WHAT THE TASK ASKS: From the start of the rows through the line with "xmin=285 ymin=162 xmax=305 ymax=170", copy out every line word for word. Leave the pictures out of your answer.

SUPPLIED MATERIAL:

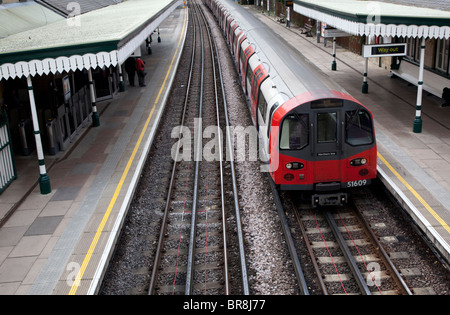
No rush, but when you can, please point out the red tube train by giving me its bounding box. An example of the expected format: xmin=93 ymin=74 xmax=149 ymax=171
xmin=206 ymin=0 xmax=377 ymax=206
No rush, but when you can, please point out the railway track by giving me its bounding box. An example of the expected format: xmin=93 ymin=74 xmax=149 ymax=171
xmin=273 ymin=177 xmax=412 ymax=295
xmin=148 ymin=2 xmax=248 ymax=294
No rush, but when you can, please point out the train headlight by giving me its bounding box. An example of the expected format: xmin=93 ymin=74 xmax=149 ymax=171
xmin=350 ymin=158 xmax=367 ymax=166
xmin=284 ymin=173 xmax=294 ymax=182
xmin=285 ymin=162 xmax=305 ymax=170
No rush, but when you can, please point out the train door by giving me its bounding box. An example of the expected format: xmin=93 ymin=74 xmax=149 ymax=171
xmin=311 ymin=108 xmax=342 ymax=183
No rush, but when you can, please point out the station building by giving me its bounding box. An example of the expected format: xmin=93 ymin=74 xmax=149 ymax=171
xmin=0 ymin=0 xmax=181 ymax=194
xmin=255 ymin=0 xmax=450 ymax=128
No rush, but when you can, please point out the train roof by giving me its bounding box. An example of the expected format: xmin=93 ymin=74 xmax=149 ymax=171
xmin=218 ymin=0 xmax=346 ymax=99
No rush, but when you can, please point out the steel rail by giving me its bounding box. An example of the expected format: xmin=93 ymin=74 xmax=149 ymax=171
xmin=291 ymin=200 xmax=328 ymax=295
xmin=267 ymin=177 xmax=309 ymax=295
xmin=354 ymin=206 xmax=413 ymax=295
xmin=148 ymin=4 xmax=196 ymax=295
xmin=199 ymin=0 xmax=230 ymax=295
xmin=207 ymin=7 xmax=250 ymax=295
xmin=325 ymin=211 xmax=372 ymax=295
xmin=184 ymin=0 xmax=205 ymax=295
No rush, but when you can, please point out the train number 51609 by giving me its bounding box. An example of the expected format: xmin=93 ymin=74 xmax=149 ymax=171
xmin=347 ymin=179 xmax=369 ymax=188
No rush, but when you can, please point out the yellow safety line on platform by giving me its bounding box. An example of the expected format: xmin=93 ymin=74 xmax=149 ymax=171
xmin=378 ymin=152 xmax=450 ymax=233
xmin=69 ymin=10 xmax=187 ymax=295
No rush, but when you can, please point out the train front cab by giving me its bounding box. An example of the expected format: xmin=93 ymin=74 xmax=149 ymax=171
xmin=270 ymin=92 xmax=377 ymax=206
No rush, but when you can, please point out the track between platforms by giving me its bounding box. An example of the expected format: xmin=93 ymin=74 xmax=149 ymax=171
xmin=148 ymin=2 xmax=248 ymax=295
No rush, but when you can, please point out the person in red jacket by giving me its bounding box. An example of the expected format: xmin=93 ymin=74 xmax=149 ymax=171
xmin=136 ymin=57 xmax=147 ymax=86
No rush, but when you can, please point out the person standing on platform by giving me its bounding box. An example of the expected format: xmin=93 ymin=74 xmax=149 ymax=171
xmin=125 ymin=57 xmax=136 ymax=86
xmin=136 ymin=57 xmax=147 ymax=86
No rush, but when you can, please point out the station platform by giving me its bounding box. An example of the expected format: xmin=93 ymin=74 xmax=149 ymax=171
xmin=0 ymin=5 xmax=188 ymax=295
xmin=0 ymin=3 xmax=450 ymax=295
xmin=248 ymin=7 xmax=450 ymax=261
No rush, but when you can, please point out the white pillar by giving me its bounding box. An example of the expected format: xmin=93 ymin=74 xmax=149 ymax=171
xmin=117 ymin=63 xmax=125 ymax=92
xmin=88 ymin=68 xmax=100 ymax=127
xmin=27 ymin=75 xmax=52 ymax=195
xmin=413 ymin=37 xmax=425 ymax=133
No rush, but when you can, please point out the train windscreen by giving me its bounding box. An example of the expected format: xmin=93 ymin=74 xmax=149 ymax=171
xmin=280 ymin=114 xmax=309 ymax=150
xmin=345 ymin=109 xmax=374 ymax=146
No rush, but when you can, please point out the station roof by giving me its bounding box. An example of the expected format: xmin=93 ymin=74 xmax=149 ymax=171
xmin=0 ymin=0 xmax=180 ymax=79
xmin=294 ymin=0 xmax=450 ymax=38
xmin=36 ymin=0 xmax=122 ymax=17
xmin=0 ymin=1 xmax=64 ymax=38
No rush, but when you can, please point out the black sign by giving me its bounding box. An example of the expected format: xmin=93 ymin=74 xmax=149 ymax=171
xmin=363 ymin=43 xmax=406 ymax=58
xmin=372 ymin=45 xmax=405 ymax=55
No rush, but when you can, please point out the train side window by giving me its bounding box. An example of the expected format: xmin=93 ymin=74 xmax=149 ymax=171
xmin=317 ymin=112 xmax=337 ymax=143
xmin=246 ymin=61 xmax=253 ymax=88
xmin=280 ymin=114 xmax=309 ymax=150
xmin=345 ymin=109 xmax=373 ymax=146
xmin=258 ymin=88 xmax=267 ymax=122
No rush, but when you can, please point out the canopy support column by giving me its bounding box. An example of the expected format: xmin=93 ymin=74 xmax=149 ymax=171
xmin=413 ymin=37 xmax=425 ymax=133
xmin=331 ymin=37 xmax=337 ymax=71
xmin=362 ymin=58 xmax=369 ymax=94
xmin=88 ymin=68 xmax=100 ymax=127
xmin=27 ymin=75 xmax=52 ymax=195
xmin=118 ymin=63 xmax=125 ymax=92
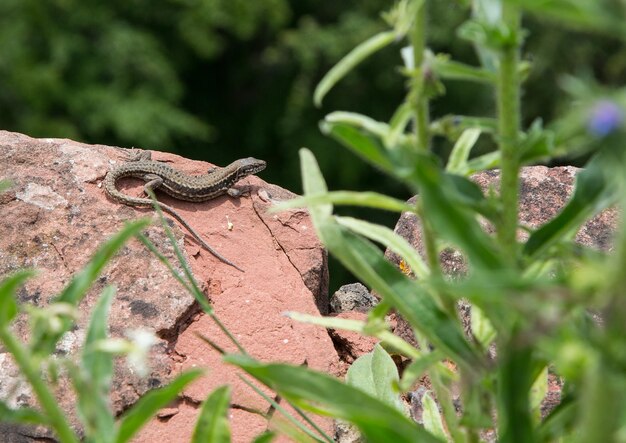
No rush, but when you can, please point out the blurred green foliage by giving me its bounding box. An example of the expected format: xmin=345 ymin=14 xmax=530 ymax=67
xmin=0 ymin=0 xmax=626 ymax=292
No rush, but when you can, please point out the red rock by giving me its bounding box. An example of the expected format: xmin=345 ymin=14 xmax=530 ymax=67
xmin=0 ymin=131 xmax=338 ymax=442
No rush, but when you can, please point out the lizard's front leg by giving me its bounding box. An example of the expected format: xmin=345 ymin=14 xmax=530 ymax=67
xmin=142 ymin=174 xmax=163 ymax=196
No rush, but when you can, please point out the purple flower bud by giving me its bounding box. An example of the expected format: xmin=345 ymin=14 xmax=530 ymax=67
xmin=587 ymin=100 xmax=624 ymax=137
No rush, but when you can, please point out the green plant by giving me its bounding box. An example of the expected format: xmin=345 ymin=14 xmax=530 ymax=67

THE OUTPUT:
No rush, but when you can, please point out the red tube train by giving me its bounding box. An example of the expected format: xmin=93 ymin=74 xmax=149 ymax=171
xmin=206 ymin=0 xmax=377 ymax=206
No rush, but when you can, please point out the railway track by giving me its bounding box. An example of the expected format: xmin=93 ymin=74 xmax=149 ymax=171
xmin=273 ymin=177 xmax=412 ymax=295
xmin=148 ymin=2 xmax=248 ymax=294
No rush, but when you can, please point out the train headlight by giving me its bounding box. An example of the expected format: xmin=93 ymin=74 xmax=149 ymax=171
xmin=350 ymin=158 xmax=367 ymax=166
xmin=284 ymin=173 xmax=294 ymax=182
xmin=285 ymin=162 xmax=305 ymax=170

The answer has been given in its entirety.